**DO THIS:** Extract every line of the records below that contains the string "paving", copying each such line in full. Case counts.

**RECORD EXCERPTS:**
— Begin —
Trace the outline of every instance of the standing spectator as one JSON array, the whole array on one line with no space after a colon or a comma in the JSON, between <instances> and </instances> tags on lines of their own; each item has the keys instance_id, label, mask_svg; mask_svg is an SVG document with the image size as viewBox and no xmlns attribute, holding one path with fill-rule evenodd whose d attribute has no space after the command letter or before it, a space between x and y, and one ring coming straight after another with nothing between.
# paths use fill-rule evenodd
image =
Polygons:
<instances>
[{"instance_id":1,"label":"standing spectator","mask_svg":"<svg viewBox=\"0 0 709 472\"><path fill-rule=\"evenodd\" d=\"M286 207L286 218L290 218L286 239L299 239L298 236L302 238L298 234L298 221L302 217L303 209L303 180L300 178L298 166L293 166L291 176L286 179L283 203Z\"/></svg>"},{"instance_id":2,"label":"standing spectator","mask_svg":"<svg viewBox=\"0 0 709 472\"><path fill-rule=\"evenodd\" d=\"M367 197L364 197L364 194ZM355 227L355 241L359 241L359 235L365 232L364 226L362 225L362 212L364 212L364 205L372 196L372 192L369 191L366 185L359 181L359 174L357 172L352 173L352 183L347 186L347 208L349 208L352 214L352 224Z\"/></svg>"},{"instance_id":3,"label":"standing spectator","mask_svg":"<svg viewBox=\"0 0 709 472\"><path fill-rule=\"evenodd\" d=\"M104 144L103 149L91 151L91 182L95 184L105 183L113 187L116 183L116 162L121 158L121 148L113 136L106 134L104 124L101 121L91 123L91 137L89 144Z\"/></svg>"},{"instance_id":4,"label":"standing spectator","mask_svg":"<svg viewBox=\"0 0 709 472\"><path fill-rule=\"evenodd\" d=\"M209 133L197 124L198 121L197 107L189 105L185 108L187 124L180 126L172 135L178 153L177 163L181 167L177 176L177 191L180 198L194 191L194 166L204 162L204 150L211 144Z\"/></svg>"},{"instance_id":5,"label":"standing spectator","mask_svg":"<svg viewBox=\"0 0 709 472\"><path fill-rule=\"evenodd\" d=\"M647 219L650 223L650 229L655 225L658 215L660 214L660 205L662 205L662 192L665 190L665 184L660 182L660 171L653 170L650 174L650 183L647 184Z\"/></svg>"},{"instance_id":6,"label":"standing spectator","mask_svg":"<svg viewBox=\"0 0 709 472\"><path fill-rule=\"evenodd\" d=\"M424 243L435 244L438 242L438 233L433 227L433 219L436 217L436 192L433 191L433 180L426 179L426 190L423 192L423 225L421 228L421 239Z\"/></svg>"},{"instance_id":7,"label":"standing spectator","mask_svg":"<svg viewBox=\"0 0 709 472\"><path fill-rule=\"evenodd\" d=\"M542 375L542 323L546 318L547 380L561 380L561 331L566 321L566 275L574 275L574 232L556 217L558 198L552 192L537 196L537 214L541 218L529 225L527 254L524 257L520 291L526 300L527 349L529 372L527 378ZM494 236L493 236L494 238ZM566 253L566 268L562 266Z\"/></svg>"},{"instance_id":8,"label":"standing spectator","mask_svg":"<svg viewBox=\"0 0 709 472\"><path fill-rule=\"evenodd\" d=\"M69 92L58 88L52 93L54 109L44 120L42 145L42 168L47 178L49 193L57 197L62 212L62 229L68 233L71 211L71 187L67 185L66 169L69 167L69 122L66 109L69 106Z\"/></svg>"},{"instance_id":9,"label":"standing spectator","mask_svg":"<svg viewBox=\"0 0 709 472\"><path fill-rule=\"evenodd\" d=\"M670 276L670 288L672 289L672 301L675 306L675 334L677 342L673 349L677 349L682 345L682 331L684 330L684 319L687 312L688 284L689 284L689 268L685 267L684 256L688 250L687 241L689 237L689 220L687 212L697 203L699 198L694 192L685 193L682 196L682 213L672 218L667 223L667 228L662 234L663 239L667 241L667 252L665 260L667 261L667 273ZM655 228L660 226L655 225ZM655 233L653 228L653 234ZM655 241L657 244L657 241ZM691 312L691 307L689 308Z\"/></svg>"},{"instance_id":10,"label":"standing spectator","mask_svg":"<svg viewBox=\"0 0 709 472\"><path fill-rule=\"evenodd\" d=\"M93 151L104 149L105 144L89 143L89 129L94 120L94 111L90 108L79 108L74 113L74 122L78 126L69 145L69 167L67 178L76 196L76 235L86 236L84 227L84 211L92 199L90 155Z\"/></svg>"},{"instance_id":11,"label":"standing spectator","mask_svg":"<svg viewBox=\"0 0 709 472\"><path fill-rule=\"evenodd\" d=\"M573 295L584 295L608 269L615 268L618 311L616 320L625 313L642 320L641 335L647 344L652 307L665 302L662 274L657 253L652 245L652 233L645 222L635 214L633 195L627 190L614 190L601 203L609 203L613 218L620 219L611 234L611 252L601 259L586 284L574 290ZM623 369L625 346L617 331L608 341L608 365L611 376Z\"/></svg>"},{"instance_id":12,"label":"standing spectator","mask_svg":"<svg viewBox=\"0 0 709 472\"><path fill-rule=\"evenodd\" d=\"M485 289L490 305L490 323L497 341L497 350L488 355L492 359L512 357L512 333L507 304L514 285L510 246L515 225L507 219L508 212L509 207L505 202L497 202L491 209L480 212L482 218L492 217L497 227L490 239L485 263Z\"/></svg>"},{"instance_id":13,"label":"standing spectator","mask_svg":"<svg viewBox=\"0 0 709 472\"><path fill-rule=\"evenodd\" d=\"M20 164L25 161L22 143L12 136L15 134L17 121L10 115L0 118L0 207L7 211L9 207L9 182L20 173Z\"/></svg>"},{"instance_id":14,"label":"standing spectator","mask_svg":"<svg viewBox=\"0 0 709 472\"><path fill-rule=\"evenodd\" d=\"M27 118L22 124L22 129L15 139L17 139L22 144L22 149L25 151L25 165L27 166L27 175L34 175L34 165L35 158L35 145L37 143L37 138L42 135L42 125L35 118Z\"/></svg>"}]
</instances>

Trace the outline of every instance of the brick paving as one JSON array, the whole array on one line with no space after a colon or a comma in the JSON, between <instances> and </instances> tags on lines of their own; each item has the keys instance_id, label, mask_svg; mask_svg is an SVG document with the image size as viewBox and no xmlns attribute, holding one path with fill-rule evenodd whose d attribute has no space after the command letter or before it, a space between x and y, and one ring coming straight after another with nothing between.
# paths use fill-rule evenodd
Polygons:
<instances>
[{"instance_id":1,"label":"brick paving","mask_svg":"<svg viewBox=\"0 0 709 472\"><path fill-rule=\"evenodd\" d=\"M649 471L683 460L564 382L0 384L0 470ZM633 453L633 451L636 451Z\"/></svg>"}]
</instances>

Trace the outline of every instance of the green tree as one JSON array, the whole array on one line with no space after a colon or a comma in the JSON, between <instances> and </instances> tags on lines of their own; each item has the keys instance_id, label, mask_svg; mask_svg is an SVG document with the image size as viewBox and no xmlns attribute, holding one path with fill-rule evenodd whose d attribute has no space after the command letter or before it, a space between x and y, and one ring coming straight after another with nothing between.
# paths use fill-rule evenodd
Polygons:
— End —
**RESULT FOR THIS EXERCISE:**
Trace the outline of every instance of the brick paving as one JSON array, the whole array on one line with no space after a colon or a comma in the JSON, between <instances> and </instances> tags on lines of their own; each item has the keys instance_id, label, mask_svg; mask_svg is an SVG document with the image size as viewBox and no xmlns attribute, holding one path with fill-rule evenodd whose d attribute has no space after the command letter or before it, a space between x and y, and one ring coming straight after another with nothing between.
[{"instance_id":1,"label":"brick paving","mask_svg":"<svg viewBox=\"0 0 709 472\"><path fill-rule=\"evenodd\" d=\"M649 471L683 460L564 382L0 384L0 470ZM633 453L633 451L636 451Z\"/></svg>"}]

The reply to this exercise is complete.